=== Excerpt ===

Appareo is a privately-owned company that’s an established leader in the custom design, development and manufacture of innovative electronic and software solutions for the aerospace, agriculture, and defense industries. Like other businesses navigating the historic challenges of the coronavirus (COVID-19) pandemic, Appareo has been maintaining operations to meet the needs of its customers, while taking precautionary steps to protect the health and safety of its employees.
“While employee safety will continue to be our top priority, we wondered if there was more we could do to help our state and nation during this unprecedented time,” said David Batcheller, president and CEO, Appareo. “That opportunity presented itself in the form of an emergency ventilator project with the State of North Dakota.”
Within just a few weeks, Appareo will be manufacturing 2,000 devices to provide mechanical resuscitator compressions in the event that hospital ventilators are no longer available.

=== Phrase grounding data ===
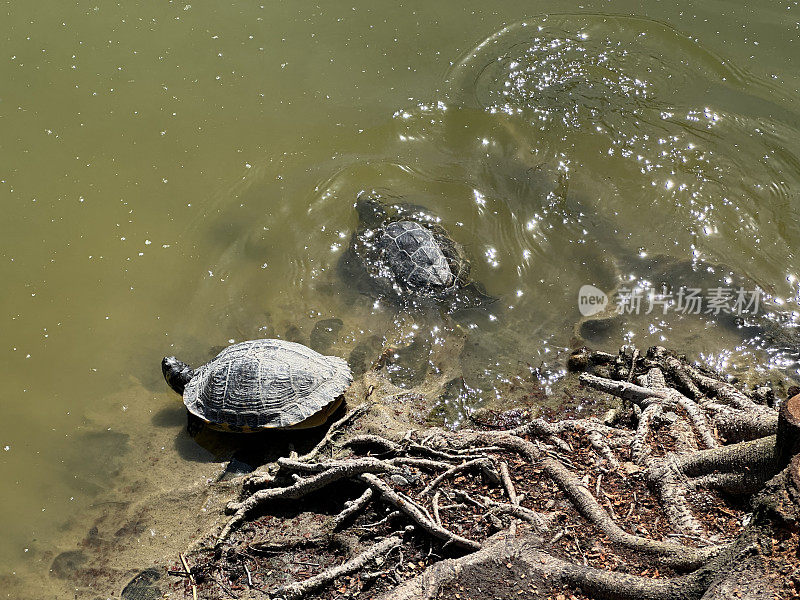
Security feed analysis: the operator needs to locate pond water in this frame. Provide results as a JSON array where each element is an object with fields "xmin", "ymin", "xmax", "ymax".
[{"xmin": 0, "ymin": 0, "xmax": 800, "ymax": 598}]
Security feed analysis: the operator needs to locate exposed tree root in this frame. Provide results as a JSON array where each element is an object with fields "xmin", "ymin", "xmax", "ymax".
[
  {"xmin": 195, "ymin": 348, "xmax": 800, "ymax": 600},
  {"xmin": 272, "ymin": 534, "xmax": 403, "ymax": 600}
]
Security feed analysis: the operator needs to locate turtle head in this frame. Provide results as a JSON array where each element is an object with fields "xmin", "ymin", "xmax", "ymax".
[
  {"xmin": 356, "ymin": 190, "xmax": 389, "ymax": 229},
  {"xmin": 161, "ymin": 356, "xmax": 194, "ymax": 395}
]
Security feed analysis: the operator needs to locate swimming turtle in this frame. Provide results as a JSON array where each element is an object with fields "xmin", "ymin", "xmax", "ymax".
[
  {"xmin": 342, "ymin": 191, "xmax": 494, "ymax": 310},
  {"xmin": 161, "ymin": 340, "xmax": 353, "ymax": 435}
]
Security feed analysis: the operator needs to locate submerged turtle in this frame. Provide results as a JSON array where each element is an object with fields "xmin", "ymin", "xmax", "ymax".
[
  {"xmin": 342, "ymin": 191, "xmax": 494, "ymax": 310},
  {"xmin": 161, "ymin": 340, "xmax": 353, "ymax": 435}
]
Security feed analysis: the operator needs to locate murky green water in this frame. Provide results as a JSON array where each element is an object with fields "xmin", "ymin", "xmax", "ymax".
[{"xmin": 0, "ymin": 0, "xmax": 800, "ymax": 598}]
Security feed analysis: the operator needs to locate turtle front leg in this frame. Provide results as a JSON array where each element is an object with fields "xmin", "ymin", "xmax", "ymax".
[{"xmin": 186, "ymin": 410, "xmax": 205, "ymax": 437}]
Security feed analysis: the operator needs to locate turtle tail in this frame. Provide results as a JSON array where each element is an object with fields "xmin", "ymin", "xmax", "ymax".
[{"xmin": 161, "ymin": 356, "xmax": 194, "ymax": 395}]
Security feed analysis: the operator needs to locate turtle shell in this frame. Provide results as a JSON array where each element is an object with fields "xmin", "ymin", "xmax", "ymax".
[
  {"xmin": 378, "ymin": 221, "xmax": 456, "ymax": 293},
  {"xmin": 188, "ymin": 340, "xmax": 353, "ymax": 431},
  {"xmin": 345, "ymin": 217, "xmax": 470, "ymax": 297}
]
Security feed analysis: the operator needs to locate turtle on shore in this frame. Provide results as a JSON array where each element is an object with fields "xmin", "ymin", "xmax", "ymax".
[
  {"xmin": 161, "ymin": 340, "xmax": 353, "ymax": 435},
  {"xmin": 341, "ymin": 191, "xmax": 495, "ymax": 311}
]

=== Work to complete ===
1. Answer these questions about the text on Appareo, one line each:
(a) Which industries does Appareo serve?
(b) Who is Appareo's president and CEO?
(c) How many devices will Appareo be manufacturing?
2. Rewrite the part of the Appareo text starting at "Appareo is a" and ending at "of its employees.", replacing "customers" with "clients".
3. Extend the text on Appareo's emergency ventilator project, continuing from where it stops.

=== Numbered responses ===
1.
(a) Aerospace, agriculture, and defense
(b) David Batcheller
(c) 2,000

2.
Appareo is a privately-owned company that’s an established leader in the custom design, development and manufacture of innovative electronic and software solutions for the aerospace, agriculture, and defense industries. Like other businesses navigating the historic challenges of the coronavirus (COVID-19) pandemic, Appareo has been maintaining operations to meet the needs of its clients, while taking precautionary steps to protect the health and safety of its employees.

3.
The Appareo device, “Appareo Vita,” is based on an open-source design that came out of the Coventor project, which originated at the University of Minnesota (UMN) and the Earl E. Bakken Medical Device Center. The device is not to be confused with a sophisticated hospital ventilator; rather, it’s more of a “one-armed robot” that was designed to fill the role of a human in an emergency situation where all ventilators are occupied and the last viable option for a respiratory patient is to have a healthcare worker manually squeeze a ventilation bag. This device would fill that role so that the healthcare worker can focus on other needs, if it came to that.
Appareo is currently working with the Coventor project collaborators to pursue an Emergency Use Authorization (EUA) from the FDA for this device.
Understanding the potential impact this emergency ventilator could have against the COVID-19 pandemic, a large number of Appareo engineers volunteered to work overtime to build the first prototype.
“From the first phone call on Friday, March 27th, it was only three days later that we had a functioning prototype,” said Batcheller. “During that time our engineering and manufacturing people logged almost 1,000 hours, working late into the nights and over the weekend. We simply have an amazingly talented and dedicated group of people here.”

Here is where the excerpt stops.